------ MATERIAL PROVIDED
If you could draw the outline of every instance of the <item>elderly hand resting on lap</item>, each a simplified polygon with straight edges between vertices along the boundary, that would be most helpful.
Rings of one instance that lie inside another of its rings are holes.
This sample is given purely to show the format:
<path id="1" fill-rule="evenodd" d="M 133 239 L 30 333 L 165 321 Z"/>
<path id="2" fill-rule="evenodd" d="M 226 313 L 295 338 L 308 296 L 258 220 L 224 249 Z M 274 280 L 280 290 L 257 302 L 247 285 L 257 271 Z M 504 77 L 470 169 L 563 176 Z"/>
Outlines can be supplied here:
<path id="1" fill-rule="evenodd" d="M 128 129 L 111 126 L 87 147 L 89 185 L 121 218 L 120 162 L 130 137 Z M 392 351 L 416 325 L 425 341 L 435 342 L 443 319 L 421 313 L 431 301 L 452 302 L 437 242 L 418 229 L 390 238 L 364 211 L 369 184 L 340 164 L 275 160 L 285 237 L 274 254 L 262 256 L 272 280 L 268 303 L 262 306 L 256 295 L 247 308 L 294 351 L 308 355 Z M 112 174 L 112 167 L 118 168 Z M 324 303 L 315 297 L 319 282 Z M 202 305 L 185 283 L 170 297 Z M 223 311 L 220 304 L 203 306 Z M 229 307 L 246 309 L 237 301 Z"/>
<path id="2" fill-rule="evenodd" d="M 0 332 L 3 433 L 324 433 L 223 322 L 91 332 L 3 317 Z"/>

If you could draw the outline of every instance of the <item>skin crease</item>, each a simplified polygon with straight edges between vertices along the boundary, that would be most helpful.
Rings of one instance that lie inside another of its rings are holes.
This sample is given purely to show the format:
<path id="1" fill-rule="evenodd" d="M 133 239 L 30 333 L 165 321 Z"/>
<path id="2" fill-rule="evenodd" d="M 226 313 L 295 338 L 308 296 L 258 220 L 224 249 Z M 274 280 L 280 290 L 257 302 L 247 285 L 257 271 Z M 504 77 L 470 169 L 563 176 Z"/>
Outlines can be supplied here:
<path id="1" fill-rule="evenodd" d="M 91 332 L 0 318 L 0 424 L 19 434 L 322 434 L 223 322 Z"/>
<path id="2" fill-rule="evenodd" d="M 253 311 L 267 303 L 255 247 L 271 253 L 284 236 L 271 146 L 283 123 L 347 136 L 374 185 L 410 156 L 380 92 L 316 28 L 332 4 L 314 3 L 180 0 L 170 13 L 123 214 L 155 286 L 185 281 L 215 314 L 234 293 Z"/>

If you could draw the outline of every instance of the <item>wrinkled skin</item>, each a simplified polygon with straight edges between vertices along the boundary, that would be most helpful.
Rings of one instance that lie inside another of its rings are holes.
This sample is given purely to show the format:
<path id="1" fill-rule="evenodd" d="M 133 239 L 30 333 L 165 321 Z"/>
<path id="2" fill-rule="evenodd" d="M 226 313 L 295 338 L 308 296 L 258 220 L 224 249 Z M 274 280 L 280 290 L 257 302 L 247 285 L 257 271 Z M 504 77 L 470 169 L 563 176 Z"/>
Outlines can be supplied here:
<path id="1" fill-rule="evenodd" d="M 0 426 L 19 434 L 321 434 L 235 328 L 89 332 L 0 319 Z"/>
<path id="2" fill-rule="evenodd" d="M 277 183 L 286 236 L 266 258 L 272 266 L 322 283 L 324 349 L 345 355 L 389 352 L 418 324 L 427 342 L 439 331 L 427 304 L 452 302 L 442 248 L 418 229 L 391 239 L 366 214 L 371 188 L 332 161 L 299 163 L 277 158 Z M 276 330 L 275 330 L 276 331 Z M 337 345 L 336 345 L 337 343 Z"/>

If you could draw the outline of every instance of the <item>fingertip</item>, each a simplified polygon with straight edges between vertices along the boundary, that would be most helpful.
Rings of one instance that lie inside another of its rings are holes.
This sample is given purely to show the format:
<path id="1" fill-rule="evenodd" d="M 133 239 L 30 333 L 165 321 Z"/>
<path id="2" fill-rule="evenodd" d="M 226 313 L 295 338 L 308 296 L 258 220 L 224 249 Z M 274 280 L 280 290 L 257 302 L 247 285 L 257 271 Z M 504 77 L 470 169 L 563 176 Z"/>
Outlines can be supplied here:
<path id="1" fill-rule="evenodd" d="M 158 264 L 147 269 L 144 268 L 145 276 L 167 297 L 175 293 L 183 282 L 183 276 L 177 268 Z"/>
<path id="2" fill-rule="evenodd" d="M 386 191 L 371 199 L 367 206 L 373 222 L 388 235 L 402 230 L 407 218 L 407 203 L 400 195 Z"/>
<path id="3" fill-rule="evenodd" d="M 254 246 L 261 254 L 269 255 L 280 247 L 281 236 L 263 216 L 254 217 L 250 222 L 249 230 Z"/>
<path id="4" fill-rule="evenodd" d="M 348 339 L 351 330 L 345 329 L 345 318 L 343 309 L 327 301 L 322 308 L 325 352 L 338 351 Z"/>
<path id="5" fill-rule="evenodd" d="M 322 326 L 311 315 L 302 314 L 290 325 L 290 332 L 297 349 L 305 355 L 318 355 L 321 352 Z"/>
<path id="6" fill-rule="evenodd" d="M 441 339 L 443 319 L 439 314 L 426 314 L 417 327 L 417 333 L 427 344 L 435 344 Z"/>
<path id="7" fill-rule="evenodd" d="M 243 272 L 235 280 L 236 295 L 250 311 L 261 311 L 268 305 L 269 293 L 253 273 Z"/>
------------
Copy all of the entries above line for line, without changing a single character.

SOLVED EXERCISE ::
If you could draw the outline of every instance of the <item>elderly hand resting on lap</item>, each a simplified polygon with straight edges between vertices along the boundary, that would be most helpful.
Rings of one instance that lie inside another of its rings are holes.
This sample is given purely to show the format:
<path id="1" fill-rule="evenodd" d="M 133 239 L 30 333 L 165 321 Z"/>
<path id="2" fill-rule="evenodd" d="M 226 313 L 295 338 L 308 296 L 258 220 L 224 249 Z M 274 280 L 280 290 L 257 302 L 247 285 L 257 271 Z M 504 77 L 470 169 L 563 176 Z"/>
Outlines can be supplied here:
<path id="1" fill-rule="evenodd" d="M 128 129 L 111 126 L 87 147 L 89 185 L 121 218 L 120 162 L 130 137 Z M 392 351 L 416 325 L 425 341 L 435 342 L 443 319 L 421 313 L 431 301 L 452 302 L 437 242 L 418 229 L 390 238 L 364 211 L 369 184 L 340 164 L 275 160 L 285 237 L 274 254 L 262 256 L 272 280 L 268 303 L 262 306 L 256 295 L 247 308 L 294 351 L 308 355 Z M 112 174 L 112 167 L 118 168 Z M 324 303 L 315 297 L 319 282 Z M 202 305 L 185 283 L 170 297 Z M 223 311 L 220 304 L 203 306 Z M 229 307 L 246 309 L 237 301 Z"/>
<path id="2" fill-rule="evenodd" d="M 0 332 L 3 433 L 324 433 L 223 322 L 91 332 L 3 317 Z"/>

If you could draw the outline of every instance of the <item>skin crease</item>, each a simplified polygon with straight edges between vertices along the boundary, that would be most helpful.
Rings of one instance that lie inside another of its rings are holes.
This sample is given purely to show the format:
<path id="1" fill-rule="evenodd" d="M 133 239 L 30 333 L 165 321 Z"/>
<path id="2" fill-rule="evenodd" d="M 226 313 L 295 338 L 308 296 L 258 220 L 224 249 Z M 274 280 L 280 290 L 257 302 L 247 285 L 257 271 Z M 504 77 L 470 169 L 563 176 Z"/>
Outlines can be supplied here:
<path id="1" fill-rule="evenodd" d="M 91 332 L 0 318 L 0 424 L 19 434 L 322 434 L 223 322 Z"/>
<path id="2" fill-rule="evenodd" d="M 253 311 L 267 303 L 255 247 L 271 253 L 284 236 L 271 146 L 283 123 L 347 136 L 374 185 L 410 156 L 380 92 L 316 28 L 332 4 L 314 3 L 180 0 L 170 13 L 123 214 L 155 286 L 185 281 L 215 314 L 234 293 Z"/>

If you could draw the outline of every instance of the <item>wrinkled skin</item>, each a simplified polygon with straight edges between vertices along the boundary, that would be most helpful.
Rings of one instance that lie inside another of its rings are holes.
This sample is given purely to show the format:
<path id="1" fill-rule="evenodd" d="M 133 239 L 30 333 L 165 321 Z"/>
<path id="2" fill-rule="evenodd" d="M 226 313 L 295 338 L 308 296 L 258 220 L 224 249 Z M 274 280 L 280 290 L 257 302 L 247 285 L 257 271 Z M 504 77 L 470 169 L 563 176 Z"/>
Outlines can be supplied here:
<path id="1" fill-rule="evenodd" d="M 0 426 L 19 434 L 321 434 L 235 328 L 89 332 L 0 319 Z"/>
<path id="2" fill-rule="evenodd" d="M 277 183 L 286 236 L 266 258 L 272 266 L 322 283 L 324 349 L 345 355 L 389 352 L 418 324 L 427 342 L 439 331 L 427 304 L 452 302 L 442 248 L 418 229 L 391 239 L 366 214 L 371 188 L 332 161 L 299 163 L 277 158 Z M 276 330 L 275 330 L 276 331 Z M 337 345 L 336 345 L 337 343 Z"/>

If you could draw the outline of every instance of the <item>fingertip</item>, each a simplified polygon with straight edges between vertices along the boundary, that would be most helpful.
Rings of one instance that lie inside another of its rings are holes.
This sample is given purely to show the format:
<path id="1" fill-rule="evenodd" d="M 133 239 L 30 333 L 165 321 Z"/>
<path id="2" fill-rule="evenodd" d="M 226 313 L 295 338 L 308 296 L 258 220 L 224 249 Z M 274 280 L 280 290 L 257 302 L 247 285 L 257 271 Z M 504 77 L 470 169 L 563 176 Z"/>
Outlines can be supplied here:
<path id="1" fill-rule="evenodd" d="M 158 264 L 147 269 L 144 268 L 145 276 L 167 297 L 175 293 L 183 282 L 183 276 L 177 268 Z"/>
<path id="2" fill-rule="evenodd" d="M 386 191 L 371 199 L 367 206 L 373 222 L 388 235 L 402 230 L 407 218 L 407 203 L 400 195 Z"/>
<path id="3" fill-rule="evenodd" d="M 254 246 L 261 254 L 269 255 L 280 247 L 281 236 L 263 216 L 254 217 L 250 222 L 249 230 Z"/>
<path id="4" fill-rule="evenodd" d="M 348 339 L 351 330 L 345 329 L 345 318 L 343 309 L 327 301 L 322 308 L 325 352 L 338 351 Z"/>
<path id="5" fill-rule="evenodd" d="M 322 326 L 311 315 L 302 314 L 290 325 L 290 332 L 297 349 L 305 355 L 318 355 L 321 352 Z"/>
<path id="6" fill-rule="evenodd" d="M 441 339 L 443 319 L 439 314 L 426 314 L 417 327 L 417 333 L 427 344 L 435 344 Z"/>
<path id="7" fill-rule="evenodd" d="M 243 272 L 235 280 L 236 295 L 250 311 L 261 311 L 268 305 L 269 293 L 253 273 Z"/>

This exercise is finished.